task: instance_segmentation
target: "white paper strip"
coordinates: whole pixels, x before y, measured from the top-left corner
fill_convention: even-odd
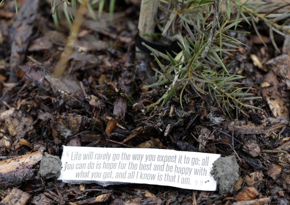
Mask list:
[[[124,183],[213,191],[211,175],[220,155],[169,149],[64,146],[60,176],[72,184]]]

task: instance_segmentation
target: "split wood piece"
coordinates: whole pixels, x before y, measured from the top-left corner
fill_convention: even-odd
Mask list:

(EXERCISE DETAILS): Rewrite all the entries above as a JSON array of strings, one string per line, leaving out blank lines and the pictures.

(RESULT OF THIS TASK):
[
  "task: instance_segmentation",
  "target: \"white paper strip\"",
  "coordinates: whole pixels, x before y, measured from the top-left corner",
  "fill_convention: even-odd",
  "Mask list:",
  "[[[124,183],[213,191],[211,175],[220,155],[169,149],[64,146],[60,176],[72,184]]]",
  "task: instance_segmentation",
  "target: \"split wood piece\"",
  "coordinates: whole pixels, x before y, measured from the top-left corner",
  "fill_convention: even-odd",
  "Mask list:"
]